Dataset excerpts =
*-*-*
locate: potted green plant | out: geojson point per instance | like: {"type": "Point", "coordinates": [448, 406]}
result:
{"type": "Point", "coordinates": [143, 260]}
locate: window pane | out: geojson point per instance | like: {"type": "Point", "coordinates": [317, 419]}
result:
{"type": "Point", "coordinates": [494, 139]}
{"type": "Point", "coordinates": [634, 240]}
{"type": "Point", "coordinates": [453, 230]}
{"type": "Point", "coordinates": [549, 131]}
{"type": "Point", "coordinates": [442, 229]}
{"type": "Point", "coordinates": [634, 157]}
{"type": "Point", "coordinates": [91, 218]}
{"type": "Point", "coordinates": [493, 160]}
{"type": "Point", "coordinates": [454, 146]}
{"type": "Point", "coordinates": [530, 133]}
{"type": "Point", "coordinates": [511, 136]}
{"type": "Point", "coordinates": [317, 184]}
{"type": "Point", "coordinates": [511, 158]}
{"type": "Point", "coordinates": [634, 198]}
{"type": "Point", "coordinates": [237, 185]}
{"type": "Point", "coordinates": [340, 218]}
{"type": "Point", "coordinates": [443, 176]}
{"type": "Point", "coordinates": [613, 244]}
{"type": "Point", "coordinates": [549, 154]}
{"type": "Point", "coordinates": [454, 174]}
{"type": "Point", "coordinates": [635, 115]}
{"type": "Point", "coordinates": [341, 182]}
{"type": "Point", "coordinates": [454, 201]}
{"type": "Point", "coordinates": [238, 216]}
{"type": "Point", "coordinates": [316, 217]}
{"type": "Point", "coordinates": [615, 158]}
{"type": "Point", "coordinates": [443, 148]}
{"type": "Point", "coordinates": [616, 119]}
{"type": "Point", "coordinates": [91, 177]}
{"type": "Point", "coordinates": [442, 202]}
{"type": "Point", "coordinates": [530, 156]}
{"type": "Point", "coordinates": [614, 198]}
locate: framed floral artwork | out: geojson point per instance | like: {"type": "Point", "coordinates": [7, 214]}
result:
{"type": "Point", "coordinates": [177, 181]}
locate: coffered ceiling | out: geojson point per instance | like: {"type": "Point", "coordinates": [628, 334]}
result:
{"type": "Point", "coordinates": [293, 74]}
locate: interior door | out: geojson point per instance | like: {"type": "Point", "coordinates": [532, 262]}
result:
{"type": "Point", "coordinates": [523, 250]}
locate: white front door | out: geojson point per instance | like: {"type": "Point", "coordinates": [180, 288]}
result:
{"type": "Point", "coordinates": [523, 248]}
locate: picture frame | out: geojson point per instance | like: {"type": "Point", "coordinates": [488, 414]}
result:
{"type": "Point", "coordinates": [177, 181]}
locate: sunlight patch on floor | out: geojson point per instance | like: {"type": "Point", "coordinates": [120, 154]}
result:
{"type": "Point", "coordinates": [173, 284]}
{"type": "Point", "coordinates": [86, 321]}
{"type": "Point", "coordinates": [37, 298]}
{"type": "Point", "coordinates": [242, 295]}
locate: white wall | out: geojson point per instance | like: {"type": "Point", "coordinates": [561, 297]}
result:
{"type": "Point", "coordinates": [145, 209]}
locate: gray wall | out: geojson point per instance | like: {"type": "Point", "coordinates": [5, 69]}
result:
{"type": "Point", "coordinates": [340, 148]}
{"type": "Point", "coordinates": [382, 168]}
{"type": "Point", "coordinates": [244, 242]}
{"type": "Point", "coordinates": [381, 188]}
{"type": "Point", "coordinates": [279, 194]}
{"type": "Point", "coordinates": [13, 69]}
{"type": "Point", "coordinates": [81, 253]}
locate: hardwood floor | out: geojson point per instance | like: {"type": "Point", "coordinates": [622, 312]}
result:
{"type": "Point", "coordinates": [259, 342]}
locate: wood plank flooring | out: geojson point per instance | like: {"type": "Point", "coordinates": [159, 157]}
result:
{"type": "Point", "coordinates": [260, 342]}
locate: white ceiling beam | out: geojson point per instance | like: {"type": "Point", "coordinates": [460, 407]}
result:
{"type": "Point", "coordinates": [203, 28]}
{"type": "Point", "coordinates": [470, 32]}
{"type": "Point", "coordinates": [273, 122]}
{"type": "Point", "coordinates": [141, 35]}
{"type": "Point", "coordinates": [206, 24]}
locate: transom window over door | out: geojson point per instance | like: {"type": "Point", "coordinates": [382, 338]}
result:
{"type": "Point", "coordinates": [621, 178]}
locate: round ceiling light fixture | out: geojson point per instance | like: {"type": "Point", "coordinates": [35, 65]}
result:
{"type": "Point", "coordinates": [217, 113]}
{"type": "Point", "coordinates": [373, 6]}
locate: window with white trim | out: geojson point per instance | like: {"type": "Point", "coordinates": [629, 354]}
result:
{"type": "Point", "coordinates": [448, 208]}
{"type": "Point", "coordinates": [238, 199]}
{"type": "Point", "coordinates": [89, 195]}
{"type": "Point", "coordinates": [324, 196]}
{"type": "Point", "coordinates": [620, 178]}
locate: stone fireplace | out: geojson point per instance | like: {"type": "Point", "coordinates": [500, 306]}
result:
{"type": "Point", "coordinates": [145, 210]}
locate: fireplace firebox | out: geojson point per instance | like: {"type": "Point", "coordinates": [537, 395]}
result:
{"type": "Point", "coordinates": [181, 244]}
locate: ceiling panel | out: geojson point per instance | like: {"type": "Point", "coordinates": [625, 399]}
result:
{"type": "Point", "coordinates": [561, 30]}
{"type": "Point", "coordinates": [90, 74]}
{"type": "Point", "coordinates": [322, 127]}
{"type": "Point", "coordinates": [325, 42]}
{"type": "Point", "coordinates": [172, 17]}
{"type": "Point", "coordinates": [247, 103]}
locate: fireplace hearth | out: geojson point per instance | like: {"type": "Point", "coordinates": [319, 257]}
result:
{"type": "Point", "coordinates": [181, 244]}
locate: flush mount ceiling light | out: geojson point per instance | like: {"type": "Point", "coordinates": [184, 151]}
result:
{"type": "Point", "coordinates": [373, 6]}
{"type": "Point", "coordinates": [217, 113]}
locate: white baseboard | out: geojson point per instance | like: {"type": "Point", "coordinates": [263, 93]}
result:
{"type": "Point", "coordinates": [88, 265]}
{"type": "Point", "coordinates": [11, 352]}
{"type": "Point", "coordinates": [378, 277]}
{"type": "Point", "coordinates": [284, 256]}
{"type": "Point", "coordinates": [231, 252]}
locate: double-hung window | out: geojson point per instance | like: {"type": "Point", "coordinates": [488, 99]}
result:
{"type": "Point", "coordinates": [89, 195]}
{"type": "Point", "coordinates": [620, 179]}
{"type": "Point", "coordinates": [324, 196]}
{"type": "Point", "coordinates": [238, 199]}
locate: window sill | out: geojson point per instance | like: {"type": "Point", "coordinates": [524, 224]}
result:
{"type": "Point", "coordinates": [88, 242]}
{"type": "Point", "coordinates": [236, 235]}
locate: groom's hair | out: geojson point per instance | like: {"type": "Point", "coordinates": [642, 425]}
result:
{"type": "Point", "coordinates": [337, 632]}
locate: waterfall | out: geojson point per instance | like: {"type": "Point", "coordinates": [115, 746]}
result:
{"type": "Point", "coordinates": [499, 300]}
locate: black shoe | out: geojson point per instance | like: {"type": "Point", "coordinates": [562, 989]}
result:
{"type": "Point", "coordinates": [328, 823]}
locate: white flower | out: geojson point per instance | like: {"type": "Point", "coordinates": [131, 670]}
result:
*-*-*
Task prompt =
Please repeat all the records above exactly as they appear.

Your response =
locate: potted green plant | out: geojson point per instance | like: {"type": "Point", "coordinates": [448, 406]}
result:
{"type": "Point", "coordinates": [143, 260]}
locate: window pane | out: geojson point per instance | like: {"type": "Point", "coordinates": [317, 419]}
result:
{"type": "Point", "coordinates": [494, 139]}
{"type": "Point", "coordinates": [634, 240]}
{"type": "Point", "coordinates": [453, 230]}
{"type": "Point", "coordinates": [549, 131]}
{"type": "Point", "coordinates": [442, 229]}
{"type": "Point", "coordinates": [634, 157]}
{"type": "Point", "coordinates": [91, 218]}
{"type": "Point", "coordinates": [493, 160]}
{"type": "Point", "coordinates": [454, 146]}
{"type": "Point", "coordinates": [530, 133]}
{"type": "Point", "coordinates": [511, 136]}
{"type": "Point", "coordinates": [317, 184]}
{"type": "Point", "coordinates": [511, 158]}
{"type": "Point", "coordinates": [634, 198]}
{"type": "Point", "coordinates": [237, 185]}
{"type": "Point", "coordinates": [340, 218]}
{"type": "Point", "coordinates": [443, 176]}
{"type": "Point", "coordinates": [613, 244]}
{"type": "Point", "coordinates": [549, 154]}
{"type": "Point", "coordinates": [454, 174]}
{"type": "Point", "coordinates": [635, 115]}
{"type": "Point", "coordinates": [341, 182]}
{"type": "Point", "coordinates": [454, 201]}
{"type": "Point", "coordinates": [238, 216]}
{"type": "Point", "coordinates": [316, 217]}
{"type": "Point", "coordinates": [615, 158]}
{"type": "Point", "coordinates": [443, 148]}
{"type": "Point", "coordinates": [616, 119]}
{"type": "Point", "coordinates": [91, 177]}
{"type": "Point", "coordinates": [442, 202]}
{"type": "Point", "coordinates": [530, 156]}
{"type": "Point", "coordinates": [614, 198]}
locate: framed floral artwork | out: geojson point per instance | like: {"type": "Point", "coordinates": [7, 214]}
result:
{"type": "Point", "coordinates": [177, 181]}
locate: coffered ceiling | out: geojson point per instance | like: {"type": "Point", "coordinates": [628, 334]}
result:
{"type": "Point", "coordinates": [293, 74]}
locate: interior door | out: geojson point per instance | like: {"type": "Point", "coordinates": [532, 262]}
result:
{"type": "Point", "coordinates": [523, 250]}
locate: white front door | out: geojson point per instance | like: {"type": "Point", "coordinates": [180, 288]}
result:
{"type": "Point", "coordinates": [523, 248]}
locate: picture frame | out: geojson point per instance | like: {"type": "Point", "coordinates": [488, 414]}
result:
{"type": "Point", "coordinates": [177, 181]}
locate: sunlight patch on floor | out: geojson point per instance | like: {"type": "Point", "coordinates": [120, 154]}
result:
{"type": "Point", "coordinates": [173, 284]}
{"type": "Point", "coordinates": [86, 321]}
{"type": "Point", "coordinates": [37, 298]}
{"type": "Point", "coordinates": [242, 295]}
locate: white wall | out: geojson point per instance | like: {"type": "Point", "coordinates": [561, 297]}
result:
{"type": "Point", "coordinates": [145, 209]}
locate: gray wall | out: geojson point per instance | like: {"type": "Point", "coordinates": [5, 69]}
result:
{"type": "Point", "coordinates": [340, 148]}
{"type": "Point", "coordinates": [382, 168]}
{"type": "Point", "coordinates": [244, 242]}
{"type": "Point", "coordinates": [381, 188]}
{"type": "Point", "coordinates": [279, 194]}
{"type": "Point", "coordinates": [13, 69]}
{"type": "Point", "coordinates": [81, 253]}
locate: hardwood floor | out: geojson point per instance | like: {"type": "Point", "coordinates": [622, 312]}
result:
{"type": "Point", "coordinates": [259, 342]}
locate: wood plank flooring | out: geojson point per instance | like: {"type": "Point", "coordinates": [159, 157]}
result:
{"type": "Point", "coordinates": [260, 342]}
locate: white ceiling beam | out: geojson point per instance | like: {"type": "Point", "coordinates": [460, 407]}
result:
{"type": "Point", "coordinates": [203, 28]}
{"type": "Point", "coordinates": [470, 32]}
{"type": "Point", "coordinates": [273, 122]}
{"type": "Point", "coordinates": [141, 35]}
{"type": "Point", "coordinates": [206, 24]}
locate: transom window over door | out: geojson point per instance | like: {"type": "Point", "coordinates": [382, 338]}
result:
{"type": "Point", "coordinates": [621, 178]}
locate: round ceiling light fixture | out: geojson point per instance | like: {"type": "Point", "coordinates": [35, 65]}
result:
{"type": "Point", "coordinates": [217, 113]}
{"type": "Point", "coordinates": [373, 6]}
locate: window with white trim | out: geojson point per instance | like: {"type": "Point", "coordinates": [629, 354]}
result:
{"type": "Point", "coordinates": [448, 208]}
{"type": "Point", "coordinates": [238, 199]}
{"type": "Point", "coordinates": [89, 195]}
{"type": "Point", "coordinates": [324, 196]}
{"type": "Point", "coordinates": [620, 178]}
locate: stone fireplace | out: geojson point per instance | like: {"type": "Point", "coordinates": [500, 306]}
result:
{"type": "Point", "coordinates": [145, 210]}
locate: fireplace firebox | out: geojson point per instance | like: {"type": "Point", "coordinates": [537, 395]}
result:
{"type": "Point", "coordinates": [181, 244]}
locate: ceiling panel | out: geojson point per instance | like: {"type": "Point", "coordinates": [625, 399]}
result:
{"type": "Point", "coordinates": [561, 30]}
{"type": "Point", "coordinates": [90, 74]}
{"type": "Point", "coordinates": [322, 127]}
{"type": "Point", "coordinates": [325, 42]}
{"type": "Point", "coordinates": [172, 17]}
{"type": "Point", "coordinates": [247, 103]}
locate: fireplace hearth | out: geojson point per instance | like: {"type": "Point", "coordinates": [319, 257]}
result:
{"type": "Point", "coordinates": [181, 244]}
locate: flush mount ceiling light | out: geojson point per instance | like: {"type": "Point", "coordinates": [184, 151]}
result:
{"type": "Point", "coordinates": [373, 6]}
{"type": "Point", "coordinates": [217, 113]}
locate: white baseboard | out: geojson point per instance | like: {"type": "Point", "coordinates": [263, 93]}
result:
{"type": "Point", "coordinates": [88, 265]}
{"type": "Point", "coordinates": [11, 352]}
{"type": "Point", "coordinates": [378, 277]}
{"type": "Point", "coordinates": [284, 256]}
{"type": "Point", "coordinates": [231, 252]}
locate: double-hung window | out: geojson point per instance | like: {"type": "Point", "coordinates": [488, 99]}
result:
{"type": "Point", "coordinates": [89, 195]}
{"type": "Point", "coordinates": [620, 179]}
{"type": "Point", "coordinates": [324, 196]}
{"type": "Point", "coordinates": [238, 199]}
locate: window sill | out: geojson point per instance | like: {"type": "Point", "coordinates": [524, 224]}
result:
{"type": "Point", "coordinates": [88, 242]}
{"type": "Point", "coordinates": [236, 235]}
locate: groom's hair | out: geojson point per instance | like: {"type": "Point", "coordinates": [642, 425]}
result:
{"type": "Point", "coordinates": [337, 632]}
locate: waterfall | out: geojson point per instance | like: {"type": "Point", "coordinates": [115, 746]}
result:
{"type": "Point", "coordinates": [499, 300]}
locate: black shoe | out: geojson point per instance | like: {"type": "Point", "coordinates": [562, 989]}
result:
{"type": "Point", "coordinates": [328, 823]}
locate: white flower | out: geojson point per instance | like: {"type": "Point", "coordinates": [131, 670]}
result:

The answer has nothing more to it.